-------- Extrait fourni --------
A l’instar des biens immobiliers ou des profils atypiques qui parfois font peur… mais sont tentants... il existe aux côtés des marques traditionnelles (marques verbales, figuratives, semi-figuratives), des marques dites « atypiques », qui occupent une place non négligeable et de plus en plus importante, dans la vie des affaires. Si obtenir une marque atypique ou non conventionnelle relève parfois du parcours semé d’embuches et peut effrayer, c’est justement cette capacité intrinsèque à se différencier des signes dans le secteur considéré, qui, une fois enregistrée, lui confère cette valeur indéniable.

Les marques sonores, de mouvement, de position, de couleur peuplent notre quotidien. Même si elles sont souvent oubliées ou mal connues, l’importance économique et concurrentielles de ces signes est telle que leur protection ne doit jamais être oubliée ou écartée de prime abord.

Ceci étant, la protection de tels signes n’est pas aisée. Selon la formule traditionnellement retenue, leur enregistrement n’est possible que s’ils « divergent de façon significative de la norme ou des habitudes du secteur ».

Au surplus, pour les juridictions, le consommateur ne perçoit pas spontanément ces signes comme une marque potentielle/un identifiant de l’origine des produits ou services marqués, à la différence d’un mot ou d’un logo. Il est donc objectivement plus difficile pour de tels signes de pouvoir constituer des marques valides.
-------- Lignes extraites --------
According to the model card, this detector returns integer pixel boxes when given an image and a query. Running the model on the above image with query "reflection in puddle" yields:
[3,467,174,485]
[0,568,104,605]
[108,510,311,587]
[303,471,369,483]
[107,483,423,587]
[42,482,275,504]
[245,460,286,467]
--------
-------- Lignes extraites --------
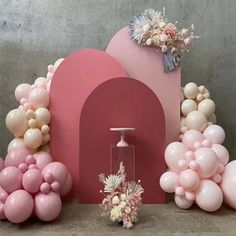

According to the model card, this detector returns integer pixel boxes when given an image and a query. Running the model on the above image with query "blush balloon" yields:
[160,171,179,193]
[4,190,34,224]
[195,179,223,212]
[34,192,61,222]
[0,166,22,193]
--------
* _Exercice proposé 1_
Recopiez l’extrait sur les marques atypiques en commençant par « Ceci étant, la » et en poursuivant jusqu’à « des marques valides. ».
* _Exercice proposé 2_
Indiquez si chacune des affirmations suivantes est conforme à l’extrait sur les marques atypiques, en répondant par oui ou par non et en citant les mots décisifs du texte : (a) les marques sonores, de mouvement, de position et de couleur font partie de notre quotidien ; (b) la protection des marques atypiques est aisée ; (c) pour les juridictions, le consommateur perçoit spontanément ces signes comme une marque.
Ces lignes n’ont aucun rapport avec l’extrait fourni.

* _Réponse complète 1_
Ceci étant, la protection de tels signes n’est pas aisée. Selon la formule traditionnellement retenue, leur enregistrement n’est possible que s’ils « divergent de façon significative de la norme ou des habitudes du secteur ».

Au surplus, pour les juridictions, le consommateur ne perçoit pas spontanément ces signes comme une marque potentielle/un identifiant de l’origine des produits ou services marqués, à la différence d’un mot ou d’un logo. Il est donc objectivement plus difficile pour de tels signes de pouvoir constituer des marques valides.

* _Réponse complète 2_
(a) Oui : « Les marques sonores, de mouvement, de position, de couleur peuplent notre quotidien ».
(b) Non : « la protection de tels signes n’est pas aisée ».
(c) Non : « le consommateur ne perçoit pas spontanément ces signes comme une marque potentielle ».